## Begin Data in this exercise

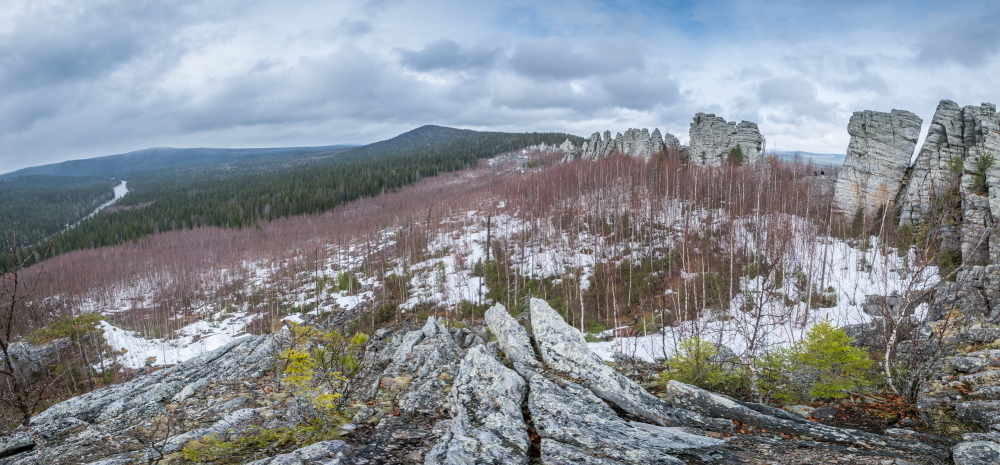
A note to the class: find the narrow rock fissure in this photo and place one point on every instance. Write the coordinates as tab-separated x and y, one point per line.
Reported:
535	446
17	450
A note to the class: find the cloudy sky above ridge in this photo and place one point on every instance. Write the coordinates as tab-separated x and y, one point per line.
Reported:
87	78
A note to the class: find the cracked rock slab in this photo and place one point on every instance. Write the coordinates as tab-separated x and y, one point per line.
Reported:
718	406
564	348
488	426
573	416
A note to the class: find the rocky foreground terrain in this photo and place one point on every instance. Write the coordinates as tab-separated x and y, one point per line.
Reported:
498	394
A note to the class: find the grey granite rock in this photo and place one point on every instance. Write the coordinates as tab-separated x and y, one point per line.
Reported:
16	443
97	425
956	142
877	157
572	415
513	340
320	453
421	358
564	348
715	405
634	142
711	139
487	425
976	453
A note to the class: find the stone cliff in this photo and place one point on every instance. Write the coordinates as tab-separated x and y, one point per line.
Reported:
955	169
634	142
712	139
877	157
953	187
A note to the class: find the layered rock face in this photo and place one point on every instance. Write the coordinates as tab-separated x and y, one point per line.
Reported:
877	158
712	138
566	147
956	158
635	143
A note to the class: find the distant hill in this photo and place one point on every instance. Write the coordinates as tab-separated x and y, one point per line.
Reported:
829	159
161	158
173	189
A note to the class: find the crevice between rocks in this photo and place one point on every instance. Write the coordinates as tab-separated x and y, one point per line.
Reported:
17	450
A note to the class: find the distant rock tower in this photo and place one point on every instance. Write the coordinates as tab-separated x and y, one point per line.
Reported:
960	143
712	138
877	157
635	143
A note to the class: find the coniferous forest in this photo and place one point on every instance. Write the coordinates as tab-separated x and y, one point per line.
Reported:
235	196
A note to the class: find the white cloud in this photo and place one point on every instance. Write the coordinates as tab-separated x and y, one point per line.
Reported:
94	78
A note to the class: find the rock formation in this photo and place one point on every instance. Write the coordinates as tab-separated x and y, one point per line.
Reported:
712	138
442	396
954	185
960	143
877	158
635	143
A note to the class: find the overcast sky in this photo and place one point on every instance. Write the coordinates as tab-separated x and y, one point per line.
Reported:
82	78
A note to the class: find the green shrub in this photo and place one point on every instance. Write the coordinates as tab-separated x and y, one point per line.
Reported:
66	326
835	365
385	312
697	362
978	183
735	155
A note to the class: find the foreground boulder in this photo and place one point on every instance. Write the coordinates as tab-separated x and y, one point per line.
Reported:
564	348
487	424
715	405
432	401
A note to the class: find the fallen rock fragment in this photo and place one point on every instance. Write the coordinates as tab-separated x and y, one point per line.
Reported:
563	348
717	406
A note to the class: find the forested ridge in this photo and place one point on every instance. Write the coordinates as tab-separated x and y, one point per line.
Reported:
42	205
243	194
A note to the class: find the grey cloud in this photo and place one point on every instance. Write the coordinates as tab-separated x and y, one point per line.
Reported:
448	54
354	28
555	57
796	97
838	70
640	91
349	83
965	40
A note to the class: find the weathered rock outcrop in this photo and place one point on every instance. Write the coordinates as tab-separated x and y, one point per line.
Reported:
634	142
877	158
101	423
431	400
422	368
487	424
711	139
566	147
564	348
960	143
715	405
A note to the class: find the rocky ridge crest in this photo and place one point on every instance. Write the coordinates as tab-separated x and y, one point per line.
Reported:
711	139
441	396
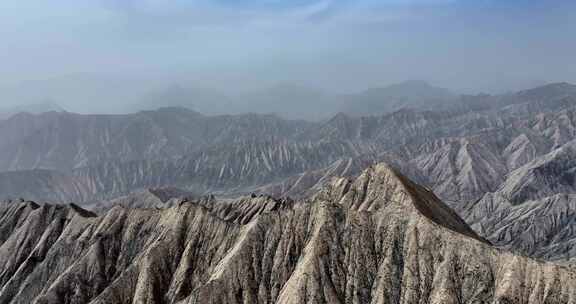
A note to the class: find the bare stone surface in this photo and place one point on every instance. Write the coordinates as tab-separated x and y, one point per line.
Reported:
378	238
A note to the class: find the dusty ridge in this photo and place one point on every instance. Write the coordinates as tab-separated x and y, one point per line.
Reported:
376	239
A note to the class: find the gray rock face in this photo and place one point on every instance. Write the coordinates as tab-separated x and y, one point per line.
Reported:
376	239
490	157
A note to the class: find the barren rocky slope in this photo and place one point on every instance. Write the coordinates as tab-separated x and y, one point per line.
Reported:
509	153
377	239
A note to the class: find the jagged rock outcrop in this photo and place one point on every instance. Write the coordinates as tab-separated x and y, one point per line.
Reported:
379	238
479	154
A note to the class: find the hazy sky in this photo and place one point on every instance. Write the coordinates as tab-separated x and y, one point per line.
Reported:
91	54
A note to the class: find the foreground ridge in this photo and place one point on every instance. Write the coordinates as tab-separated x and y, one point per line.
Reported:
378	238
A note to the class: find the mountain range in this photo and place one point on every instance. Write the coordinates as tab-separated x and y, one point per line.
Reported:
376	238
502	162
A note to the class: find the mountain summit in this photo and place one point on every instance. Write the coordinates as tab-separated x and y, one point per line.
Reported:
378	238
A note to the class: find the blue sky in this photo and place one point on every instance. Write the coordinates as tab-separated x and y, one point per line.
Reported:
76	50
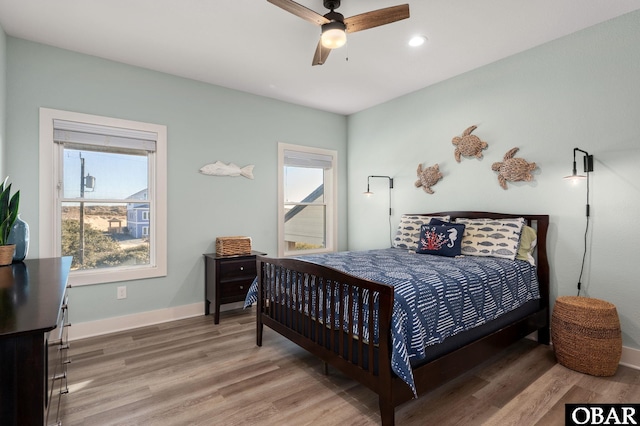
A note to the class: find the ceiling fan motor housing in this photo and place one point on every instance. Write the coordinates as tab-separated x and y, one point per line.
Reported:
332	4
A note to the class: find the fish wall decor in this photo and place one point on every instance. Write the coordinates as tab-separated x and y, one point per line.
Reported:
221	169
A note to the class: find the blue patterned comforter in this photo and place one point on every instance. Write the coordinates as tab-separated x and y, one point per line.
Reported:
435	297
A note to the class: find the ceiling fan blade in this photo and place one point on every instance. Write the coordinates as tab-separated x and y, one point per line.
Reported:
375	18
321	55
300	11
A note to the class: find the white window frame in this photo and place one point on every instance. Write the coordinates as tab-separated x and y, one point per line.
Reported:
330	195
50	210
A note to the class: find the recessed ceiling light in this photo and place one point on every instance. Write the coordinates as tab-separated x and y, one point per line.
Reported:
417	40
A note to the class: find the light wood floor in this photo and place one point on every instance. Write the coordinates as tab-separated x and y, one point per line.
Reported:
192	372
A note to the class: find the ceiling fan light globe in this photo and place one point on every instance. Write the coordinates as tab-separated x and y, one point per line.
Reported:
333	35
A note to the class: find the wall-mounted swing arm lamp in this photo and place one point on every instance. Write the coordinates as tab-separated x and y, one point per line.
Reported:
588	168
369	193
587	161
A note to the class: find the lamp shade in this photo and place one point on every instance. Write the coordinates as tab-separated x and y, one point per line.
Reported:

## End Data in this exercise

Task instructions: Drop the images and repeat the data exactly.

Response to this task:
A note to the class: find the narrow rock fissure in this photo and place one point on every instance. Write the coordinates as tab-separated x and y, one point per line.
Reported:
535	446
17	450
A note to the class: find the cloudy sky above ridge in this photo and place one point on every instance. Write the coordinates as tab-separated x and y, one point per line.
Reported:
87	78
A note to the class: find the cracked rock slab in this photo and place one point on every instance. Write the coordinates as tab-separated x and y, one point per line.
Reported:
718	406
564	348
488	426
573	416
A note to the class: find the rocky foreground terrain in this photo and place one point on every instance. Write the coordinates as tab-separated x and y, one point per line.
Reported:
498	394
A note to the class: find the grey granite rock in this photo and place one point on every instance. Write the coordinates as tab-separated x and y, one point per line.
Reported:
16	443
97	425
956	142
877	157
572	415
513	340
320	453
421	358
564	348
715	405
634	142
711	139
487	425
976	453
A note to the class: find the stone cliff in this photo and place one point on every instance. Write the coordinates as tab-separated x and y, one point per line.
Reported:
955	169
634	142
712	139
877	157
953	187
A note to the class: find the layered rock face in this photo and place one point on every instance. Write the coordinates as tab-separated x and y, one point per line.
Reported:
877	158
712	138
566	147
956	158
635	143
A note to the class: find the distant hill in this photo and place one point on every instance. Write the coordinates as tab-separated x and y, one point per line.
Reported:
829	159
161	158
173	189
A note to the class: find the crevice between rocks in this photo and place one point on every instance. Write the coordinates as tab-separated x and y, one point per line.
Reported:
17	450
A note to the class: find the distant rock tower in this photo and place one point on every instance. Write the coordinates as tab-separated x and y, one point per line.
Reported:
960	143
712	138
877	157
635	143
A note to the class: find the coniferous forest in this photo and place one point on every instance. Write the coordinates as tab-separated x and y, one point per line.
Reported:
235	196
A note to the class: find the white cloud in this photo and place one point on every instance. Write the coordinates as tab-separated x and y, one point per line.
Reported:
94	78
A note to the class: find the rock formation in this photo and place one point on every instance. Write the coordinates as tab-separated x and y, one point per line.
Reported:
712	138
442	396
954	185
960	143
877	158
635	143
A note to the class: find the overcast sky in this photo and place one point on every instance. Write the coordinates as tab-separated x and y, one point per line.
Reported:
82	78
A note to the class: find the green shrub in this photo and place one point on every instance. Write the coordinates as tab-separated x and y, one point per line.
Reported:
66	326
835	365
385	312
697	362
978	183
735	155
A note to the class: find the foreground boulder in this photo and place one point on every instance. Write the coordinates as tab-separated x and y, one point per line.
Reported:
564	348
487	424
715	405
432	401
A note to the class: find the fallen rock fragment in this photo and place one point on every instance. Write the coordinates as tab-separated x and y, one point per line.
Reported:
563	348
717	406
A note to the class: find the forested ridge in this photo and place one point on every instance. Write the coordinates as tab-separated x and y, one point per line.
Reported:
42	205
243	194
A note to the class: find the grey cloud in this photo and place one point on every instance. Write the coordinates as tab-separated x and y, one point per line.
Reported:
448	54
354	28
555	57
796	97
838	70
640	91
349	83
965	40
A note to the class: find the weathered rock outcrop in this photo and place one point on every instance. Write the coordinates as tab-separated x and y, one point per line.
Reported:
634	142
877	158
101	423
431	400
422	368
487	424
711	139
566	147
564	348
960	143
715	405
A note to the class: find the rocky ridge crest in this photo and place one point on every instance. Write the coordinates as tab-separated x and y, one point per line.
Reported:
711	139
441	396
A note to the class: find the bare stone surface in this photo and place one point on every instance. Write the coordinates as tab-separated x and y, one point per line.
Reported:
378	238
A note to the class: find the dusty ridge in this photo and place one point on every instance. Write the coordinates as tab-separated x and y, one point per line.
Reported:
376	239
A note to the class: find the gray rock face in this photo and place one point on every instance. Write the coordinates as tab-separated x and y, one point per line.
Reported:
376	239
490	157
A note to the class: find the barren rocky slope in this photo and place one point on every instance. Write the coordinates as tab-separated x and y, one point per line.
Reported:
509	153
377	239
A note to the class: find the jagged rock outcrop in this photo and place one point on every instance. Write the coordinates as tab-separated x and y, one point per line.
Reported:
379	238
479	154
A note to the class: find the hazy sky in this photo and place one point on every instance. Write the coordinates as tab-separated x and y, one point per line.
Reported:
91	54
A note to the class: find the foreground ridge in this photo and place one point on every instance. Write the coordinates as tab-separated x and y, one point per line.
Reported:
378	238
A note to the class: find the mountain range in this photo and place one point on every instance. Write the coordinates as tab-separated x and y, one point per line.
Reported:
376	238
502	162
A note to the class: find the mountain summit in this photo and place one point on every instance. Write the coordinates as tab-separated x and y, one point per line.
Reported:
378	238
A note to the class: find the blue sky in this photo and place one point on every instance. Write the coordinates as tab-separated x and y, one point per line.
Reported:
76	50
A note to the class: find the ceiling fan motor housing in this photo and place one point on every instance. Write the coordinates as tab-separated x and y, one point per line.
Reported:
332	4
A note to the class: find the fish wall decor in this photo and place one point on every instance. Write the coordinates as tab-separated x and y, one point per line.
Reported:
221	169
A note to the class: find the blue patterned comforter in this photo and place one point on every instance. Write the coordinates as tab-separated x and y, one point per line.
Reported:
435	297
A note to the class: find the ceiling fan blade in this photo and place one point on every instance. Write the coordinates as tab-separated x and y, one point per line.
Reported:
375	18
321	55
300	11
A note to the class: find the white window frame in this photo and place one point on every instance. Write the coordinates as tab-separated x and y, one point per line.
Reported:
330	195
50	210
A note to the class: find the recessed ceiling light in this photo and place one point on every instance. Write the coordinates as tab-separated x and y, one point per line.
Reported:
417	40
A note to the class: find the light wood floor in this photo and place one point on every instance. Write the coordinates as tab-separated x and y, one point per line.
Reported:
192	372
A note to the class: find the ceiling fan light globe in this photo and place one point on every instance. Write the coordinates as tab-separated x and y, one point per line.
Reported:
333	35
A note to the class: find the wall-mounted swing arm lamp in this photo and place one point on every instance. Write the coordinates as tab-separated x and y, one point per line.
Reported:
588	168
369	193
587	161
A note to the class: find the lamp shade in this photo and place one point on every instance. Write the coordinates as tab-separated x and y, one point per line.
Reported:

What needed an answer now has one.